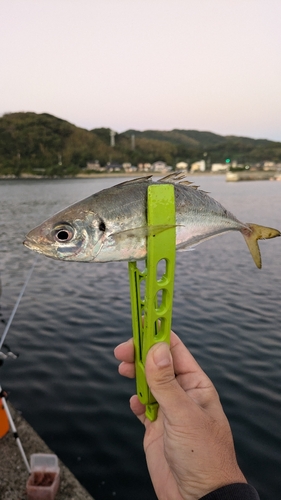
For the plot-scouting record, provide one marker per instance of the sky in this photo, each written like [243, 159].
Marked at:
[209, 65]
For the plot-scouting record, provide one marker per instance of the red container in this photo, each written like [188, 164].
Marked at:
[43, 482]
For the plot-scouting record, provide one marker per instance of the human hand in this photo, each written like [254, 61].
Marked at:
[189, 448]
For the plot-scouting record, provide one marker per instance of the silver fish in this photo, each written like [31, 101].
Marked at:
[111, 225]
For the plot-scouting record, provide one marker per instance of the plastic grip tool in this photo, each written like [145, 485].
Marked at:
[152, 289]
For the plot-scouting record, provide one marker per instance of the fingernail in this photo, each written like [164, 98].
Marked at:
[161, 355]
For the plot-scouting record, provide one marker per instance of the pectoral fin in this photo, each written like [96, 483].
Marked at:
[139, 232]
[252, 234]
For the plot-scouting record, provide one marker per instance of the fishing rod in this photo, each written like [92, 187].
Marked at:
[2, 394]
[14, 430]
[17, 303]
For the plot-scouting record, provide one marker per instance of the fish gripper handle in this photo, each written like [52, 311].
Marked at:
[151, 290]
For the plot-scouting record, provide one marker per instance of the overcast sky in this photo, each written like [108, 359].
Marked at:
[145, 64]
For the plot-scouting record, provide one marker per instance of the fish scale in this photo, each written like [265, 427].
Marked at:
[111, 225]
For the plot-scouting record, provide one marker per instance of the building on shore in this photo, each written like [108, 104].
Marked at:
[198, 166]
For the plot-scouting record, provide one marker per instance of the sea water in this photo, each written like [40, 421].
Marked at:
[72, 315]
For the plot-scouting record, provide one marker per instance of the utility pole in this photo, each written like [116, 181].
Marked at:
[112, 138]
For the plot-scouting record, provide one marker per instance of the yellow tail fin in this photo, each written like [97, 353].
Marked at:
[255, 233]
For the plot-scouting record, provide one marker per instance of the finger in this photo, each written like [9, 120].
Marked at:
[137, 408]
[125, 351]
[172, 398]
[127, 369]
[182, 359]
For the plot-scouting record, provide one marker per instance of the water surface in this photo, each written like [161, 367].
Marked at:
[72, 316]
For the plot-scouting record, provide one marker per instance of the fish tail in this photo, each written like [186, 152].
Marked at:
[252, 234]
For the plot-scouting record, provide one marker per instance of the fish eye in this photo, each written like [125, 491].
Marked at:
[64, 234]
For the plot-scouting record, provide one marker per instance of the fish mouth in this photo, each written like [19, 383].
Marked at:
[30, 243]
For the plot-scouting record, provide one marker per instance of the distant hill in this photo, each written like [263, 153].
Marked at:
[47, 145]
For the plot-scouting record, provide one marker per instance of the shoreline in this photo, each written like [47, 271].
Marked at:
[13, 472]
[103, 175]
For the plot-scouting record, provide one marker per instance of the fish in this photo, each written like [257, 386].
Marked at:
[111, 225]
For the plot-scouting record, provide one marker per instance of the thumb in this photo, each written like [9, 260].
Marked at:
[161, 379]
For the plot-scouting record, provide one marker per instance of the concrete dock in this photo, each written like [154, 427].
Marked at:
[13, 473]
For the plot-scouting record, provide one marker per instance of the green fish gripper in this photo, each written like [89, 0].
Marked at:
[151, 290]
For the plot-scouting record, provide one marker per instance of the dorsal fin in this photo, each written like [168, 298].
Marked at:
[173, 177]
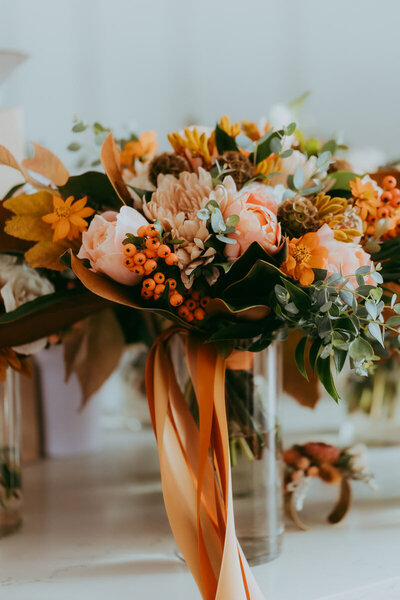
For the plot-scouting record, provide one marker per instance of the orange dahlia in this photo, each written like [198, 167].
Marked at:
[366, 197]
[68, 217]
[305, 254]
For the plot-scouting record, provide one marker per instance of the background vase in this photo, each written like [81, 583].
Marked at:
[373, 407]
[253, 385]
[69, 430]
[10, 454]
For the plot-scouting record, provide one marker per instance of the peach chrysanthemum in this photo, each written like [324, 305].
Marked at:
[175, 204]
[305, 254]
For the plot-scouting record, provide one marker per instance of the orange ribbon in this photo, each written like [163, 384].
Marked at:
[195, 467]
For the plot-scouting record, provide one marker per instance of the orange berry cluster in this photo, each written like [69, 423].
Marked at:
[389, 206]
[192, 310]
[144, 258]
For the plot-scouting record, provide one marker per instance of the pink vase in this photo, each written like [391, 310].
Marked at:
[69, 430]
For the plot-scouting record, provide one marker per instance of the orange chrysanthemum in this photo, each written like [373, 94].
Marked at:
[142, 149]
[68, 217]
[9, 358]
[366, 197]
[305, 254]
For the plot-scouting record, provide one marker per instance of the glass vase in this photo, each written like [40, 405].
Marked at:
[373, 407]
[253, 382]
[10, 454]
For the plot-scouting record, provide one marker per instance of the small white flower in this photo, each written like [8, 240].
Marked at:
[20, 284]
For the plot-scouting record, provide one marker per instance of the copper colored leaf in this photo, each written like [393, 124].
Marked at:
[28, 209]
[7, 159]
[46, 315]
[111, 162]
[9, 243]
[217, 307]
[379, 176]
[116, 292]
[306, 393]
[47, 164]
[92, 350]
[46, 253]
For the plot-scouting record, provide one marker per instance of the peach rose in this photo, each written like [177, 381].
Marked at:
[102, 243]
[257, 223]
[343, 257]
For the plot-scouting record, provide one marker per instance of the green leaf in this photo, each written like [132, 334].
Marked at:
◆ ◆ ◆ ◆ ◆ ◆ ◆
Would you retype each line above exactly and skip every image?

For the plot-scouting record, provide one marker per instance of the sky in this photo, each written like [243, 159].
Marked at:
[209, 65]
For the plot-scouting record, provide one marker per instance of the red container in this photo, each written like [188, 164].
Marked at:
[43, 482]
For the plot-scouting record, provide one marker per instance of the human hand in this photo, each written like [254, 61].
Marked at:
[189, 448]
For the plot-scouting record, provide one marker per instance of the silver fish in this photo, each written like [31, 101].
Marked at:
[111, 225]
For the plot-scouting record, provide one marker per instance of the plastic grip tool in this photo, each written like [145, 485].
Marked at:
[152, 289]
For the plot-scouting record, provide one marker per instance of the fingernail in this photo, each written like [164, 98].
Marked at:
[161, 355]
For the plot-scouting record, provide one marker per instance of the pectoral fin in this photo, each written like [96, 483].
Marked at:
[139, 232]
[252, 234]
For the plot-scouting record, provide one marker per instance of the fishing rod in this photo, each written like [92, 187].
Marked at:
[2, 394]
[14, 430]
[17, 303]
For the plot-scouting record, provide one marker per instance of the fish gripper handle in this photo, each written like [52, 311].
Marked at:
[151, 290]
For the plot-scouting record, provide one marker per instance of the overcast sky in this photo, each written like [108, 359].
Marked at:
[145, 64]
For the plot-scouting record, provide one marker per instance of the fish scale in this photo, each written like [265, 427].
Marked at:
[111, 225]
For the plot-scouting record, provide one marker per instance of the building on shore in this photo, each written like [108, 104].
Marked at:
[198, 166]
For the plot-scouting record, provide one marker per instance of the sea water in this photo, each written like [40, 421].
Marked at:
[72, 315]
For the plot-scouting record, provide one marker per instance of the utility pole in this photo, each written like [116, 181].
Marked at:
[112, 138]
For the plot-scouting record, provide one marker per instance of the yellow tail fin in this photo, each written like [97, 353].
Marked at:
[255, 233]
For the plot-scouting record, provide one marker per instance of the finger in this photo, each written like [9, 120].
Marked at:
[137, 408]
[125, 351]
[172, 398]
[127, 369]
[182, 359]
For the plot-scouting record, provide one marker per instance of the water surface in this photo, each written like [161, 367].
Marked at:
[72, 316]
For the plot-scouting record, provide one marker per instance of the fish tail in this photo, each written like [186, 152].
Marked at:
[252, 234]
For the plot-scouting record, provide one marker per instance of the fish eye in this photo, each written like [125, 491].
Marked at:
[64, 234]
For the plot-scouting record, provide one marker per instance of the fish mouth in this photo, each written like [19, 383].
Marked at:
[30, 243]
For the plot-scouting record, provide one marker per instance of the distant hill in this photo, each written like [263, 153].
Marked at:
[47, 145]
For the plot-scouting record, provide one marker per instance of the shoreline in this photo, each written like [47, 271].
Marked at:
[13, 472]
[103, 175]
For the plot-scouting record, provide one marker per instance of the fish in this photo, each written like [257, 386].
Marked at:
[111, 225]
For the plot-scouting record, provide one marker per instance of the thumb in this photo, each written like [9, 260].
Marked at:
[161, 379]
For the plot-scouting record, provide one marker per instance of the concrete dock in this photo, each written like [154, 427].
Marked at:
[13, 473]
For the plot-scouting record, provide one marker per instance of the green fish gripper in this photo, each written like [89, 0].
Marked at:
[151, 290]
For the plot-scouting record, provide one marker per instance of the dorsal fin in this photo, each written like [168, 298].
Marked at:
[173, 177]
For the plot-scouting record, provide one marker per instance of the orange dahlia in this photo, each written like [198, 167].
Marked at:
[366, 197]
[68, 217]
[305, 254]
For the plot-scouting record, provide one marker per instance of the background vase in this photo, each written like [81, 583].
Marked at:
[373, 407]
[253, 385]
[69, 430]
[10, 454]
For the plot-scouting record, provide one marker per instance of the peach chrysanthemum in this photo, each written like [324, 305].
Marked at:
[175, 204]
[305, 254]
For the plot-scouting record, provide one marker per instance of the orange ribbon in this photo, each written like [163, 384].
Marked at:
[195, 467]
For the plot-scouting record, provide one marker per instance of the orange berry cluster in this photo, each written like [69, 423].
Marked at:
[389, 206]
[192, 310]
[144, 258]
For the plot-scouting record, provide one marker per instance of the pink vase in this photo, each written like [391, 310].
Marked at:
[69, 430]
For the plot-scouting record, provide one marker per instance of the orange chrysanthemum in this photo, each written like [373, 94].
Marked at:
[142, 149]
[68, 217]
[9, 358]
[366, 197]
[305, 254]
For the plot-scouting record, provide one marker per instance of the glass vase in this photo, each written like [40, 405].
Marked at:
[373, 407]
[253, 382]
[10, 454]
For the plot-scouting record, provide one marker per instance of the small white flower in this photo, each written like [8, 240].
Marked at:
[20, 284]
For the plot-scouting record, provide one marker per instance of the copper colored leaf in this photo, each written like [393, 124].
Marked at:
[28, 209]
[7, 159]
[46, 315]
[111, 162]
[9, 243]
[217, 307]
[379, 176]
[116, 292]
[306, 393]
[47, 164]
[92, 350]
[46, 253]
For the plot-scouting record, provide one marker per instance of the peach rose in this photo, each written like [177, 381].
Marked at:
[102, 243]
[257, 223]
[343, 257]
For the plot-scouting record, provide one marker per instance of the green leaf in this photo, each written like [132, 334].
Marked at:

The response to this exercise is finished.